■ Given request:
Without including the pictures, copy out every line below.

■ Input rows:
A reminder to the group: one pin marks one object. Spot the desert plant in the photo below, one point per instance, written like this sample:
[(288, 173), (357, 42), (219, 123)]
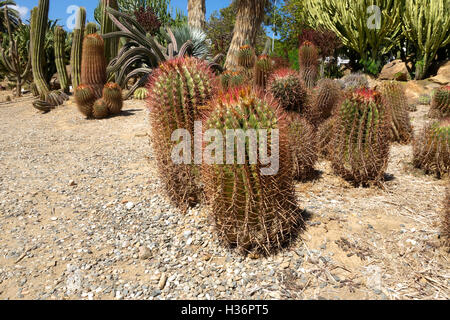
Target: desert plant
[(324, 100), (112, 94), (309, 63), (440, 105), (432, 149), (289, 90), (178, 92), (141, 94), (304, 146), (361, 138), (60, 56), (93, 63), (262, 71), (394, 99), (77, 47), (253, 210)]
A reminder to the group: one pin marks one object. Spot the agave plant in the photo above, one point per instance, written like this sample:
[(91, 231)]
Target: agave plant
[(142, 53)]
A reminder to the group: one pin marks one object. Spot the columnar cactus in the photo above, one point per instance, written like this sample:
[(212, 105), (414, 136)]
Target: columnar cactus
[(262, 71), (324, 101), (394, 99), (361, 138), (252, 211), (141, 94), (289, 90), (77, 47), (304, 146), (178, 93), (112, 94), (60, 40), (108, 26), (309, 63), (93, 63), (440, 106), (432, 149)]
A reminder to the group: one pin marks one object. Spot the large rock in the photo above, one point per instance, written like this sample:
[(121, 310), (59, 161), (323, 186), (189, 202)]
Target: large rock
[(395, 70), (443, 75)]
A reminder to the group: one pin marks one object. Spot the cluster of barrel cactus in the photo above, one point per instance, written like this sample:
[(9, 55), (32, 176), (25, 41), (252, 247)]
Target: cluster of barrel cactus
[(361, 138), (253, 210), (440, 106), (178, 93), (94, 97), (394, 99), (432, 149)]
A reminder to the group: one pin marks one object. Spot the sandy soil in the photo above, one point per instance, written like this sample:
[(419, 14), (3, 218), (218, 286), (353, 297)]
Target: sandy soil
[(74, 193)]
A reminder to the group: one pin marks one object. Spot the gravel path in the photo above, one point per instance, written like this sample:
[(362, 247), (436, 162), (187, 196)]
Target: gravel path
[(82, 217)]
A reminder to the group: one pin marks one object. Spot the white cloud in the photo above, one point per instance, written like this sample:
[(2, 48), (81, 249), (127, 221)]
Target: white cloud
[(23, 11)]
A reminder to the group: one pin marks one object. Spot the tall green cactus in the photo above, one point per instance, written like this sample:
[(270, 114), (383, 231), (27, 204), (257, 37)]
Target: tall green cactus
[(39, 24), (108, 26), (426, 24), (361, 138), (60, 40), (253, 210), (77, 45), (178, 93)]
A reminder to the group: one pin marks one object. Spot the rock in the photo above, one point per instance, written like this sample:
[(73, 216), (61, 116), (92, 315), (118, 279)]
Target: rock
[(443, 75), (144, 253), (395, 70)]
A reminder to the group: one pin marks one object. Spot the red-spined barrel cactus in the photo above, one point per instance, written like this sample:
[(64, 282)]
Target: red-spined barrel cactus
[(361, 138), (85, 99), (394, 99), (432, 149), (93, 63), (324, 101), (309, 63), (440, 105), (288, 88), (304, 146), (112, 94), (179, 92), (253, 210)]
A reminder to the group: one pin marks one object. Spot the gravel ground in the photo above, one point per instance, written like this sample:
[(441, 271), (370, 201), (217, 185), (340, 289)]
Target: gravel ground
[(82, 216)]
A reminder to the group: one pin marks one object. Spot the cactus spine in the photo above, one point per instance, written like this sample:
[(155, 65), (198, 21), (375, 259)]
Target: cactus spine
[(39, 23), (93, 63), (432, 149), (60, 39), (178, 92), (252, 211), (108, 26), (361, 139), (77, 44)]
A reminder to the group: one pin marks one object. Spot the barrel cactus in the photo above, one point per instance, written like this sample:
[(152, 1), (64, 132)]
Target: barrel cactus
[(253, 210), (325, 99), (309, 63), (112, 94), (289, 90), (93, 63), (394, 99), (440, 106), (361, 138), (141, 94), (304, 146), (432, 149), (178, 93)]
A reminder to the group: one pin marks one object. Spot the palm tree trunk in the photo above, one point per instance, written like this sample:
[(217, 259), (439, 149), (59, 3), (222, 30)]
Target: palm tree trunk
[(250, 14), (196, 14)]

■ Solution to the exercise:
A reminder to the group: one pin marks one object. Spot the desert plant in the photo below, one point per instance, written like this sample:
[(288, 173), (357, 42), (219, 123)]
Target: desert plant
[(324, 100), (112, 94), (309, 63), (440, 105), (432, 149), (289, 90), (178, 92), (141, 94), (304, 146), (361, 138), (60, 56), (93, 63), (262, 71), (394, 99), (77, 47), (253, 210)]
A reminder to the group: one pin marks one object. Spot the agave plant in the photo above, one point per instance, written like this sample:
[(91, 231)]
Target: agave plant
[(142, 53)]
A reminder to the group: one pin marks one object. Spot the columnar cactus in the photo above, one point per instance, written like this sample:
[(212, 105), (414, 136)]
Target: columnar cactus
[(262, 71), (324, 101), (394, 99), (361, 138), (252, 211), (141, 94), (289, 90), (77, 47), (304, 146), (178, 93), (112, 94), (60, 40), (108, 26), (309, 63), (93, 63), (440, 106), (432, 149)]
A reminder to the group: one pin marks one object. Spot the large rock in the photo above, one point per instance, written like this sample:
[(121, 310), (59, 161), (323, 186), (189, 202)]
Target: large rock
[(395, 70), (443, 75)]
A reminder to the group: one pin marks one object. Spot the cluster of barrel cactus in the photo above, one point per instance, written like this sample:
[(9, 55), (32, 176), (25, 41), (252, 247)]
Target: cluster of barrel cactus
[(361, 138), (253, 210), (440, 106), (178, 93), (94, 97), (394, 99), (432, 149)]
A reminder to the group: one pin marks one object. Spot the sandy soil in the photo above, one point per instance, written like this sample:
[(419, 14), (3, 218), (218, 286), (353, 297)]
Target: sandy soil
[(74, 193)]
A reminder to the group: one pin marks one object. Spot the gravel path in the photo above, one point per instance, written like this sample:
[(362, 247), (436, 162), (187, 196)]
Target: gravel path
[(82, 217)]
A reminder to the group: one pin marks one object. Spot the white cloud in the photo above, one point per instance, written like this sample:
[(2, 48), (81, 249), (127, 221)]
Target: white cloud
[(23, 11)]
A reminder to the group: one pin marks one object. Spot the tall green cactus in the photo above, one point per instance, written like this sample:
[(270, 114), (383, 231), (27, 204), (257, 37)]
Target: tall green cactus
[(39, 24), (108, 26), (426, 24), (361, 138), (60, 40), (253, 210), (77, 45), (178, 93)]
A reminder to the group: one pin marks one object. Spot the rock in the photo above, one point per instance, written like this sample:
[(73, 216), (61, 116), (92, 315), (118, 279)]
Target: rock
[(443, 75), (144, 253), (395, 70)]
A reminder to the group: one pin marks one object. Spot the red-spined barrel cactus in the photo above, one point per instance, written like this sample:
[(64, 282)]
Target: red-spined barrel cactus
[(361, 138), (85, 99), (394, 99), (432, 149), (93, 63), (324, 101), (309, 63), (440, 105), (288, 88), (304, 146), (112, 94), (179, 92), (253, 210)]
A reminder to the group: one pin marks one object. Spot the gravel ground in the photo above, one point per instance, written like this sample:
[(441, 271), (370, 201), (217, 185), (340, 289)]
Target: gravel ground
[(82, 216)]
A reminder to the group: one pin marks one object. Spot the cactus spine in the photo above, one point per instance, written like this sample:
[(155, 65), (198, 21), (375, 259)]
Target: cactus spine
[(39, 23), (93, 63), (432, 149), (60, 39), (178, 92), (252, 211), (108, 26), (361, 139), (77, 44)]
A reminder to the group: one pin marks one object. Spot the barrel cactus in the photo above, one point per instance, written like this sample:
[(152, 1), (64, 132)]
Target: barrel cactus
[(253, 210), (325, 99), (309, 63), (112, 94), (289, 90), (93, 63), (394, 99), (440, 106), (361, 138), (141, 94), (304, 146), (432, 149), (178, 93)]
A reminder to the group: one pin marks one object. Spot the palm tree trunk in the photo above, one point per instance, written like this sample:
[(217, 259), (439, 149), (59, 3), (222, 30)]
Target: palm tree trunk
[(250, 14), (196, 14)]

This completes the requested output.